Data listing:
[start]

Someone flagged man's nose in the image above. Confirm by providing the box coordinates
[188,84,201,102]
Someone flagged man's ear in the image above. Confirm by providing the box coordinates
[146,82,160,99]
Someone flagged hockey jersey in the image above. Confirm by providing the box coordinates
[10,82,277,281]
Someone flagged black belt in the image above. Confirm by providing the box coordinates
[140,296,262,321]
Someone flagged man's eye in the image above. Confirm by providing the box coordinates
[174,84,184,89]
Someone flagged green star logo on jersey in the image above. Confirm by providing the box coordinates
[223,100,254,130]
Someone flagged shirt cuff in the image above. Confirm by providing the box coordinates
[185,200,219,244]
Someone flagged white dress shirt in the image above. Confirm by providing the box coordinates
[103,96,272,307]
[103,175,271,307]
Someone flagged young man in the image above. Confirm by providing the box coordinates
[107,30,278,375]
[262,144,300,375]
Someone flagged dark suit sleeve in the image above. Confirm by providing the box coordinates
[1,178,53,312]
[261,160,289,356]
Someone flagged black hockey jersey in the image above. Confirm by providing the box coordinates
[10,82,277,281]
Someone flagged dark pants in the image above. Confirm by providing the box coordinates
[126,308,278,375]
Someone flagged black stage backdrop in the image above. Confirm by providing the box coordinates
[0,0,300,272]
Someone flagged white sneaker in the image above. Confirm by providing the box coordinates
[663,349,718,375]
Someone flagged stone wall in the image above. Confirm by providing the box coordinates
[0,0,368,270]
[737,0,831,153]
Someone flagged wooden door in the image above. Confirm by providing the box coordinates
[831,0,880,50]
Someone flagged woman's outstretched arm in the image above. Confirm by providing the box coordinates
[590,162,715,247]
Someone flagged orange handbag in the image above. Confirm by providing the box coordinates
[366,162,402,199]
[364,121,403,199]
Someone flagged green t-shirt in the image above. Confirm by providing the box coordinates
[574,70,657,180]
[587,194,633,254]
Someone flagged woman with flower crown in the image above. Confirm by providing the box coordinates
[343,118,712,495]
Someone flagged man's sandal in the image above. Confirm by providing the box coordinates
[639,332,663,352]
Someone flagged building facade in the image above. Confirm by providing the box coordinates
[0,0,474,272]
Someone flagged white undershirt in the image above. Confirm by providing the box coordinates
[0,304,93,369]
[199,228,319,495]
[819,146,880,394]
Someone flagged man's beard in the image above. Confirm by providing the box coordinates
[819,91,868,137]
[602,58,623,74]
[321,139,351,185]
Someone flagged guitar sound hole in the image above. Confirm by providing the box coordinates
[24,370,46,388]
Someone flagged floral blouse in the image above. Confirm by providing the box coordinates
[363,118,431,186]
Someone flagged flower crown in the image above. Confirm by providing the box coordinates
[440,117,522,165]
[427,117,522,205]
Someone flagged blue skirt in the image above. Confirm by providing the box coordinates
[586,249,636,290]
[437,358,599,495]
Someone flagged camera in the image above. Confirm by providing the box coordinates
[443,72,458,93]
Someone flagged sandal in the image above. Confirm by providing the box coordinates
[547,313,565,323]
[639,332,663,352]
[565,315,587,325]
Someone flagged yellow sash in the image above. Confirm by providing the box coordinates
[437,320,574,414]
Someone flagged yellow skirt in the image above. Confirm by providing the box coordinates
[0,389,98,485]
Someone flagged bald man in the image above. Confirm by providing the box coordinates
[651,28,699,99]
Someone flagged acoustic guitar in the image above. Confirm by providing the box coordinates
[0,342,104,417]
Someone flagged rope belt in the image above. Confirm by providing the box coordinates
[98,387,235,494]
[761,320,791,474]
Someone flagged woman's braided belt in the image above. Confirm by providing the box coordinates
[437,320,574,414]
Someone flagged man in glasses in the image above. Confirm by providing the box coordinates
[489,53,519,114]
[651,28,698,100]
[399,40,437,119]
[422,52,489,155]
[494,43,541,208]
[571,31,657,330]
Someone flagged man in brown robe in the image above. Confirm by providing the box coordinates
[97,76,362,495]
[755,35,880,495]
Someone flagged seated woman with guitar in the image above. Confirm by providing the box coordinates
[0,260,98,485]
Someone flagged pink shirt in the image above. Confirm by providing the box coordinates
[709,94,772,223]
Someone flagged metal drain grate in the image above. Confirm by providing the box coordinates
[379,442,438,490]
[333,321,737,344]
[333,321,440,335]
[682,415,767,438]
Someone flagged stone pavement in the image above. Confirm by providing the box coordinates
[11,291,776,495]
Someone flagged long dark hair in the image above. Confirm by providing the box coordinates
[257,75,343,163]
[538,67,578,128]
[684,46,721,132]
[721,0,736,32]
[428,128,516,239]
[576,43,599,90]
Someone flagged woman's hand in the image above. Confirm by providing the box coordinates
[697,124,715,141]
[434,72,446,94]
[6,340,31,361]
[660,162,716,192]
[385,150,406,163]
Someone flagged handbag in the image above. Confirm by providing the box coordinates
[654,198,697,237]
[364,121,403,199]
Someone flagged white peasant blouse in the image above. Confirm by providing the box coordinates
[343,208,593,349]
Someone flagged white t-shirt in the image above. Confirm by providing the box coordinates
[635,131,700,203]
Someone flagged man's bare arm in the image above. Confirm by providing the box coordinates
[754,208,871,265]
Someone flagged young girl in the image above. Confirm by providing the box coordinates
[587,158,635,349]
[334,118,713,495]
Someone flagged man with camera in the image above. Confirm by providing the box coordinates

[end]

■ **EXERCISE**
Rewrite the material above with every "Confirm by providing" changed to "Confirm by giving", keeping everything else the same.

■ **THE RESPONSE**
Someone flagged man's nose in the image above. Confirm by giving the box coordinates
[188,84,201,102]
Someone flagged man's ear in the image above. Confirm by giving the box coordinates
[146,82,160,99]
Someone flagged hockey jersey in the image above. Confirm by giving the box coordinates
[10,82,277,281]
Someone flagged black belt in the image above. Confirm by giving the box coordinates
[140,296,262,321]
Someone flagged man's eye in the image above. Confirm by giving the box coordinates
[174,84,184,89]
Someone flagged green star logo on jersey in the image above. Confirm by giving the box coordinates
[223,100,254,130]
Someone flagged shirt cuff in the image above. Confirm by giving the box coordinates
[185,200,219,244]
Someone flagged white dress shirt in the image above. Confirm by giving the box coordinates
[103,96,272,307]
[103,175,271,307]
Someone flagged young man in the image above. Confirm by giving the box coordinates
[107,30,278,375]
[262,144,300,375]
Someone flagged dark suit sleeve in the image above. Confirm by giving the box coordinates
[1,178,53,312]
[261,160,289,356]
Someone flagged black hockey jersey in the image above. Confirm by giving the box coordinates
[10,82,277,281]
Someone flagged dark pants in the image above. Confirm by giving the box coordinates
[126,308,278,375]
Someone flagged black stage backdrop in the image above. Confirm by giving the box coordinates
[0,0,300,272]
Someone flagged white sneaker in the image above. Confirm by giving the box coordinates
[663,349,718,375]
Someone flagged stone wall in the image above. Confirm by giving the box coordinates
[0,0,368,270]
[737,0,831,153]
Someone flagged wooden door in the image above. Confirm by giving the box coordinates
[831,0,880,50]
Someone flagged woman's outstretched arm in the image above. Confirm by giving the box coordinates
[590,162,715,247]
Someone flagged orange handbag in the image above. Confirm by giving the box coordinates
[366,162,402,199]
[364,121,403,199]
Someone flagged green t-shirt in the image above. Confirm by giving the box coordinates
[574,70,657,180]
[587,194,633,254]
Someone flagged woman with flower crown in the image above. Confirm by giving the box coordinates
[343,118,712,495]
Someone flagged man's sandal in the image above. Confirm by giving the box coordinates
[639,332,663,352]
Someone flagged building facade in the image above. Confirm by giving the box coordinates
[0,0,474,272]
Someone flagged white undershirt in the image above. Confirm by giving the box coordinates
[0,304,93,369]
[199,228,319,495]
[819,146,880,394]
Someone flagged man's beard in the image above. Confirm by giving the box coordinates
[819,91,868,137]
[602,58,623,74]
[321,139,351,185]
Someone flagged guitar sound hole in the image above. Confirm by giving the box coordinates
[24,370,46,388]
Someone flagged floral blouse in the image above. Confirm by giving the box coordinates
[363,118,431,186]
Someone flagged flower crown in the image above. Confirm by giving the box coordinates
[440,117,522,165]
[427,117,522,205]
Someone flagged blue skirt in the image above. Confirm by giving the box coordinates
[586,249,636,290]
[437,358,599,495]
Someone flagged camera in the image above. Confirm by giving the box coordinates
[443,72,458,93]
Someone flagged sandal in the image above. Confirm by giving the box coordinates
[547,313,565,323]
[639,332,663,352]
[565,315,587,325]
Someone flagged yellow sash in the image above. Confirm by giving the box coordinates
[437,320,574,414]
Someone flagged yellow skirt in the image above. Confirm by giving the box coordinates
[0,389,98,485]
Someone flagged bald man in the image above. Confirm by giving the box coordinates
[651,28,699,99]
Someone flagged acoustic guitar in the image above. Confirm by giving the box coordinates
[0,342,104,417]
Someone flagged rope belt in the image above. Confirm by giving the box coordinates
[98,387,235,494]
[761,320,791,474]
Someone flagged woman's braided belt in the image above. Confirm by giving the box coordinates
[437,320,574,414]
Someone flagged man in glasses in the image above. Confirm by giving the box coordinates
[489,53,519,114]
[651,28,698,100]
[399,40,437,119]
[422,52,489,155]
[494,43,541,208]
[571,31,657,330]
Someone flagged man in brown robe in the image above. Confirm by giving the box coordinates
[97,76,362,495]
[755,35,880,495]
Someone flagged seated woman with guitar in the image above. Confirm by giving the box coordinates
[0,260,98,485]
Someone flagged pink shirt in the image above. Confirm by giving the box coordinates
[709,94,772,223]
Someone flagged metal drain grate in the image above. Confirm by giving the box coordinates
[379,442,438,490]
[333,321,737,344]
[333,321,440,335]
[682,415,767,438]
Someone flagged stone pavement in the image above. Confirm by giving the box coordinates
[11,291,776,495]
Someone flagged long dark hair in the image above. Confirm by giving the box coordinates
[257,75,343,163]
[538,67,578,128]
[684,46,721,132]
[721,0,736,32]
[428,128,516,239]
[576,43,599,90]
Someone flagged woman's hand in the image above. Confirm by giving the box coordinates
[697,124,715,141]
[434,72,446,94]
[6,340,31,361]
[660,162,716,192]
[385,150,406,163]
Someone flagged handbag in the image above. Confirm by giving the box coordinates
[654,198,697,237]
[364,121,403,199]
Someone flagged white peasant blouse in the image above. Confirm by giving the box coordinates
[343,208,593,349]
Someone flagged white t-shirt in the image above. Confirm by giving the box coordinates
[635,131,700,203]
Someone flagged man's bare arm in the image above. Confirm by giving the box coordinates
[754,208,871,265]
Someone flagged young girl in the image above. Confirm by giving the box coordinates
[587,158,635,349]
[334,118,713,495]
Someone flagged man with camera in the image above. Confirm by giving the box coordinates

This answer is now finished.